= WORK TO DO =
1 > Answer these questions from the redundancy manager service page:
(a) What does REDUNDANCY_MANAGER_MAX_FAULTS set?
(b) What is the Service Unique Identifier used to construct?
(c) What type is fault_code_t defined as?
2 > List every line in the entries that contains the string "fish", matching case exactly.

= SOURCE =
════════════════════
Redundancy Manager Service

group Redundancy Manager

Aggregates component faults to determine system-wide health.

group Types

Enumerations for fault sources and system states.

Defines

REDUNDANCY_MANAGER_MAX_FAULTS

Maximum number of active faults to track simultaneously.

REDUNDANCY_MANAGER_SERVICE_UID

Service Unique Identifier (16-bit). Used to construct unique Event IDs. 0x5366 = “Sf” (SafeMode/System Fault)

REDUNDANCY_EVENT_CRITICAL_HEALTH
REDUNDANCY_EVENT_HEALTH_DEGRADED
REDUNDANCY_EVENT_HEALTH_RECOVERED
REDUNDANCY_EVENT_COMPONENT_DEGRADED
REDUNDANCY_EVENT_COMPONENT_RECOVERED
REDUNDANCY_EVENT_HEALTH_RESPONSE
REDUNDANCY_EVENT_COMPONENT_STATUS_RESPONSE
REDUNDANCY_EVENT_FAULT_LIST_RESPONSE
REDUNDANCY_EVENT_TELEMETRY

Typedefs

typedef uint32_t fault_code_t

Service-specific error code.
════════════════════
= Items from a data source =
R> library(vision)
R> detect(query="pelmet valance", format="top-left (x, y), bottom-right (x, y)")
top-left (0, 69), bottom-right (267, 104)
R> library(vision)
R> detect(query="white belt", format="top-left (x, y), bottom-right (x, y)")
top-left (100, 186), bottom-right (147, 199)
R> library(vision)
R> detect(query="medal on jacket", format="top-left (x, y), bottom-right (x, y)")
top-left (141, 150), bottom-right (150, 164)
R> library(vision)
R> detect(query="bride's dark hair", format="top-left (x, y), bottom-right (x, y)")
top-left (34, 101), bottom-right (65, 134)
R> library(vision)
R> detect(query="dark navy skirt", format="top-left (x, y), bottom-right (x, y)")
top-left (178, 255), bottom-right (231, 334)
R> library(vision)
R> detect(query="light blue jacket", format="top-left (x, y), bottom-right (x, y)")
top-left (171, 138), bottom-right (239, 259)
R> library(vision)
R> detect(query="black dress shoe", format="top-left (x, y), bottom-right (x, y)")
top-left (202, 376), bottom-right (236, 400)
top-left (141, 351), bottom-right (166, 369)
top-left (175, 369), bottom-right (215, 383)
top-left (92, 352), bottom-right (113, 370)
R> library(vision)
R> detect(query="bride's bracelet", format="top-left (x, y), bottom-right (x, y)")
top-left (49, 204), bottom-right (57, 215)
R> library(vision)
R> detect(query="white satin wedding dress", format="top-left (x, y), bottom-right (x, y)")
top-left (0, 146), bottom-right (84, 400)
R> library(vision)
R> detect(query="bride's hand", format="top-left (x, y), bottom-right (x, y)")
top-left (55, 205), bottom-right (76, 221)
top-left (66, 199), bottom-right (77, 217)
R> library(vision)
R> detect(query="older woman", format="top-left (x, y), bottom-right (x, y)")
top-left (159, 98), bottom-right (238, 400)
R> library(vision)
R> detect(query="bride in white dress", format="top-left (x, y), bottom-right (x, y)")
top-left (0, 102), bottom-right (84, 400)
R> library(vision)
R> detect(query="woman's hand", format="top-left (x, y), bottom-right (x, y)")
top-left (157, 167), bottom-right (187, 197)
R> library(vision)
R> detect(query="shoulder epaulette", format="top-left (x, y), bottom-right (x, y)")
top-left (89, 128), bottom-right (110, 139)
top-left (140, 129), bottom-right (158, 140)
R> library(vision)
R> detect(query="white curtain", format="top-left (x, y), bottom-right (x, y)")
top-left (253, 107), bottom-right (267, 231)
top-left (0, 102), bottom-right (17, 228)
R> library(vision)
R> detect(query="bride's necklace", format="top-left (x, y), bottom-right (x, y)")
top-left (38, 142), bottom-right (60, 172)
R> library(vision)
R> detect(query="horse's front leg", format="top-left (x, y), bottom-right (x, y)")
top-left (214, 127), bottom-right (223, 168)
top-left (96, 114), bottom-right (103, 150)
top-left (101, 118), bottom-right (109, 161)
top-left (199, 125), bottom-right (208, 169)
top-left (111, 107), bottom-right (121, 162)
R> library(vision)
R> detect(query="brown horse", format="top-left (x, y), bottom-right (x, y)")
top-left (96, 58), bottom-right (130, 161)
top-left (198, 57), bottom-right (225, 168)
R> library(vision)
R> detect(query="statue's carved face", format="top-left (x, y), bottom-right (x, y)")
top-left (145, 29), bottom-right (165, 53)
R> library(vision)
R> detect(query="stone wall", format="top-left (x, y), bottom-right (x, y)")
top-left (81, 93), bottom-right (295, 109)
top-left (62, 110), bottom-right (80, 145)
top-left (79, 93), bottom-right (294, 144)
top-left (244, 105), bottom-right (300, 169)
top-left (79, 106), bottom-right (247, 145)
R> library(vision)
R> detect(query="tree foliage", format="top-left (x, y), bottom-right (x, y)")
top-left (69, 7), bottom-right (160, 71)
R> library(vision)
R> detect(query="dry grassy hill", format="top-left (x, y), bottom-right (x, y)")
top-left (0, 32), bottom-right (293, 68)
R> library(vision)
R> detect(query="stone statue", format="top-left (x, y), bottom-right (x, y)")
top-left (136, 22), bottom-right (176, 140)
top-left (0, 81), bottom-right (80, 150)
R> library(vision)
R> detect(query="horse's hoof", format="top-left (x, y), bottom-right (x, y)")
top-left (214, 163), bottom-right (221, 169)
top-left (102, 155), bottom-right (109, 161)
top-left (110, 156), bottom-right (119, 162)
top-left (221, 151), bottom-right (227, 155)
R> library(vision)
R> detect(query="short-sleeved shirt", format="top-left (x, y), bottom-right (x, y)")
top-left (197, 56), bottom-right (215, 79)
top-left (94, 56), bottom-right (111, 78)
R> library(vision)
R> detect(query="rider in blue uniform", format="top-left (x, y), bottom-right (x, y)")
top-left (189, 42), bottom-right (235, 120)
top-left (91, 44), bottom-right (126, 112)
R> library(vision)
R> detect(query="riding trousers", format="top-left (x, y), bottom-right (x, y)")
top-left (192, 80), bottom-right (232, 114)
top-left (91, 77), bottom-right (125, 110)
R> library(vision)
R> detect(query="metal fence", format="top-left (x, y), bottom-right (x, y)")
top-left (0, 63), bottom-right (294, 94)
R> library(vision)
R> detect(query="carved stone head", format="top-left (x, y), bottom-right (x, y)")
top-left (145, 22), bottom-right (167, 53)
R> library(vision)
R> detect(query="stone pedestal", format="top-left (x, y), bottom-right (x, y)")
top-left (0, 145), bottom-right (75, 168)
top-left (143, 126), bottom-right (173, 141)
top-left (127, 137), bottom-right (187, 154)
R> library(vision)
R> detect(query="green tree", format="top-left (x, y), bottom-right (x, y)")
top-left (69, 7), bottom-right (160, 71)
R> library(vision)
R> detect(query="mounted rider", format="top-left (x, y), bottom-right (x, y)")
════════════════════
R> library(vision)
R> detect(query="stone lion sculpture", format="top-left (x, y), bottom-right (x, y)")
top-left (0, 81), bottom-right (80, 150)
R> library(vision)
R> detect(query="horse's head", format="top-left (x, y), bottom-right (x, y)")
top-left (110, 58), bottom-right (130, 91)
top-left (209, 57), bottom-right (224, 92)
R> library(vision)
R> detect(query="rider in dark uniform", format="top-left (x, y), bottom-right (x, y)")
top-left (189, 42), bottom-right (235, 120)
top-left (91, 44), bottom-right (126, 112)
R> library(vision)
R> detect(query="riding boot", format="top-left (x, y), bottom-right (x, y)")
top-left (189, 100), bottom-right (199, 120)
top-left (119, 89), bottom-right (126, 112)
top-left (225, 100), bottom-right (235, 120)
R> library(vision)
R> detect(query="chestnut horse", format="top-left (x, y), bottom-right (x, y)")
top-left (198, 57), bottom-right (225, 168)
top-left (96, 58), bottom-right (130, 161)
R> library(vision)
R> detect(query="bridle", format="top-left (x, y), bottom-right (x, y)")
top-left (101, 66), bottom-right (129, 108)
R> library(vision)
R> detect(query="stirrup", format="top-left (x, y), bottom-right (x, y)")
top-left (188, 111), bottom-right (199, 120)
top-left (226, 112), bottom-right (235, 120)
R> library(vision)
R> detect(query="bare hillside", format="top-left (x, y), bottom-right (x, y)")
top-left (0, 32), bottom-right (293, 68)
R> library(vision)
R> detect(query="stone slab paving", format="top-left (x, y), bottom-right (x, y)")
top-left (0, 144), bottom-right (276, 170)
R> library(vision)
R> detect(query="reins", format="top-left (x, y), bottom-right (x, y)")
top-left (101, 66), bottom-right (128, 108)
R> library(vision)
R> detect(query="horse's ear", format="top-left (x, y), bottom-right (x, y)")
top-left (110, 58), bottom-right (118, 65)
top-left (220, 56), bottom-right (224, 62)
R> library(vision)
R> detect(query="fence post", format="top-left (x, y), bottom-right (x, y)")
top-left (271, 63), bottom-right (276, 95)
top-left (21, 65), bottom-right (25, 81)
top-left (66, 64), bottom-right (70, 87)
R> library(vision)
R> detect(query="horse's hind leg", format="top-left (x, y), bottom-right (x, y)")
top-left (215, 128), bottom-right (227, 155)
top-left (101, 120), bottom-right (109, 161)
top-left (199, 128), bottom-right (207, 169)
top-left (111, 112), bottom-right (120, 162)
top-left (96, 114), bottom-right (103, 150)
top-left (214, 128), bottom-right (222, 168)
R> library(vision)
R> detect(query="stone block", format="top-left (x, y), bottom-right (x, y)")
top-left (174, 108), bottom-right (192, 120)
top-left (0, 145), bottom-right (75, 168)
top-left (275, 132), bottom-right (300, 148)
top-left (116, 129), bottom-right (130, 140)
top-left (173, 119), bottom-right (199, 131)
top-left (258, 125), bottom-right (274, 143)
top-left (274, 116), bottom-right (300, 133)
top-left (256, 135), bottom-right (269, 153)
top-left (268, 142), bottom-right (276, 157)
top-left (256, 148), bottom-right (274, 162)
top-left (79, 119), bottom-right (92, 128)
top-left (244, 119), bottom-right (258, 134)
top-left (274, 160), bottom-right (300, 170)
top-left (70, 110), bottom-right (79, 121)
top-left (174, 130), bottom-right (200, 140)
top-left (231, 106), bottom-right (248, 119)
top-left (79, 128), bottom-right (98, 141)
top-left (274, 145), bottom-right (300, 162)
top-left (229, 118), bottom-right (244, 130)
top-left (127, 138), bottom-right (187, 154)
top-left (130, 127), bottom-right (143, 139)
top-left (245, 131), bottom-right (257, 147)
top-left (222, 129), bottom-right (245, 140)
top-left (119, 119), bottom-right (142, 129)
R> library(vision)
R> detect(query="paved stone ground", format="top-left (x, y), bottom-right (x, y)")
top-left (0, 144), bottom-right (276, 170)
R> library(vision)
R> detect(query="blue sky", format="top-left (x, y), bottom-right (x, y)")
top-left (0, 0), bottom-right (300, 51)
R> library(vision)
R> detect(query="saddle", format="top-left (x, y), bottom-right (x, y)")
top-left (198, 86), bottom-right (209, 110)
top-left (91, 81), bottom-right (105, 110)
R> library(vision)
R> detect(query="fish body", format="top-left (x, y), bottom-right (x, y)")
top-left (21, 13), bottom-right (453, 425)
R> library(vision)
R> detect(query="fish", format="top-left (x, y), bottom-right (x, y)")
════════════════════
= THE ANSWERS =
1 >
(a) The maximum number of active faults to track simultaneously.
(b) Unique Event IDs.
(c) uint32_t.

2 >
R> detect(query="fish body", format="top-left (x, y), bottom-right (x, y)")
R> detect(query="fish", format="top-left (x, y), bottom-right (x, y)")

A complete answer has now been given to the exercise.